In general, Rituximab is well tolerated with the most common side effects related to infusion reactions (fever, chills, hypotension, and headache). In a small prospective trial of Rituximab use in IgG4-RD, there was 1 report of Klebsiella urinary tract infection, and 1 report of cold agglutinin-mediated hemolytic anemia.7 In 1 systematic review, Rituximab was associated with increased leukopenia and cardiovascular morbidity.11 However, evidence from long-term large-scale data is lacking. Our patient tolerated Rituximab well and did not develop any immediate side-effects. More importantly, he was free from glucocorticoids 9 weeks after his initial diagnosis and more than 1 year after his first dose of Rituximab.
In summary, we describe the first case report of successful treatment of glucocorticoid refractory IgG4-TIN with Rituximab. Rituximab provided the opportunity for our patient to be free from glucocorticoids 9 weeks after his initial diagnosis. Our patient was a select case, he had an intolerance to glucocorticoids given his mania and hyperglycemia, but he also had lack of clinical effect with glucocorticoids after his third relapse with IgG4-renal disease. This provided the bases for use of an alternative immunosuppressive agent such as Rituximab, in the treatment of IgG4-TIN. Despite the significant degree of tubular atrophy and fibrosis seen on initial biopsy, our patient had preserved renal function and remained free of disease progression and dialysis over 1 year post Rituximab treatment. Rituximab afforded the opportunity to treat IgG4 disease without the toxicities observed by glucocorticoids. Despite the successful use of Rituximab in the treatment of refractory IgG4-TIN in this case, it should highlight glucocorticoids remain the first-line treatment for most patients with IgG4 disease and B-cell depleting agents may be considered in those patients with a major contraindication to glucocorticoid therapy or an incomplete response to glucocorticoids as observed in our patient.10 A randomized clinical trial is needed to define the optimal use and to determine the appropriate role of B cell depletion in IgG4-RD. More information is needed on the long-term effect of using of B-cell depleting agents for glucocorticoid-resistant IgG4-TIN, and the trajectory of disease in these patients.
ACKNOWLEDGMENT
The authors declare no acknowledgements.
Footnotes
Abbreviations: AIP = autoimmune pancreatitis, IgG4 = immunoglobulin type gamma 4, IgG4-RD = immunoglobulin type gamma 4-related disease, TIN = tubulointerstitial nephritis.
The authors have no funding and no conflicts of interest to disclose.

* _WHAT IS REQUIRED_
Return the stretch of the Rituximab case report from "ACKNOWLEDGMENT" through "interest to disclose.", copied word for word. The records that come next are separate material and have nothing to do with the Rituximab text.

* _RECORD SET_
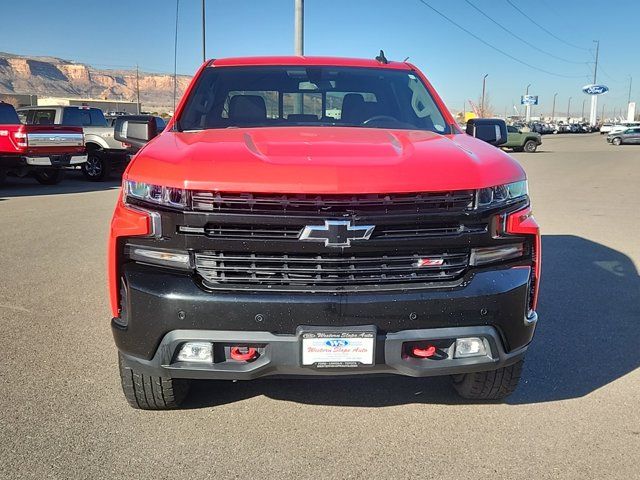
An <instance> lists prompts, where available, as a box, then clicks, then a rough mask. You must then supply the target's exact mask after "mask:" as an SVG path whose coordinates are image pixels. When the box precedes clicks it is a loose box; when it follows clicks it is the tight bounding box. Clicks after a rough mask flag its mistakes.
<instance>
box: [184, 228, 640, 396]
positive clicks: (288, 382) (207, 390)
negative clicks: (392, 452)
mask: <svg viewBox="0 0 640 480" xmlns="http://www.w3.org/2000/svg"><path fill="white" fill-rule="evenodd" d="M543 258H544V263H543V272H542V275H543V278H542V290H541V296H540V305H539V309H538V311H539V314H540V322H539V325H538V329H537V332H536V337H535V339H534V341H533V344H532V345H531V347H530V349H529V352H528V353H527V360H526V362H525V369H524V372H523V376H522V380H521V383H520V386H519V387H518V390H516V392H515V393H514V394H513V395H512V396H511V397H509V398H508V399H507V400H506V402H505V403H507V404H511V405H520V404H531V403H541V402H552V401H559V400H565V399H570V398H579V397H583V396H585V395H588V394H589V393H591V392H593V391H594V390H597V389H599V388H601V387H604V386H606V385H608V384H609V383H611V382H614V381H615V380H617V379H619V378H621V377H622V376H624V375H626V374H628V373H630V372H632V371H634V370H635V369H636V368H638V366H640V355H639V354H638V343H639V342H640V278H639V277H638V272H637V270H636V268H635V266H634V264H633V261H632V260H631V259H630V258H629V257H627V256H626V255H624V254H623V253H621V252H618V251H616V250H613V249H611V248H608V247H606V246H604V245H601V244H598V243H595V242H592V241H589V240H586V239H584V238H580V237H577V236H573V235H546V236H544V237H543ZM258 395H265V396H267V397H270V398H274V399H279V400H285V401H291V402H299V403H308V404H317V405H340V406H354V407H360V406H361V407H384V406H392V405H402V404H412V403H425V404H430V403H437V404H465V403H470V402H468V401H465V400H462V399H459V398H458V397H457V395H456V393H455V391H454V390H453V388H452V387H451V385H450V383H449V380H448V378H442V377H434V378H425V379H420V378H407V377H400V376H388V377H376V378H371V377H356V378H354V377H350V378H337V379H336V378H334V379H324V378H321V379H313V380H303V379H295V380H291V379H261V380H254V381H250V382H237V383H230V382H196V383H195V385H194V388H193V390H192V393H191V394H190V395H189V398H188V399H187V402H186V405H185V407H186V408H202V407H207V406H214V405H221V404H226V403H231V402H235V401H239V400H242V399H246V398H250V397H254V396H258Z"/></svg>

* _TASK RESPONSE_
ACKNOWLEDGMENT
The authors declare no acknowledgements.
Footnotes
Abbreviations: AIP = autoimmune pancreatitis, IgG4 = immunoglobulin type gamma 4, IgG4-RD = immunoglobulin type gamma 4-related disease, TIN = tubulointerstitial nephritis.
The authors have no funding and no conflicts of interest to disclose.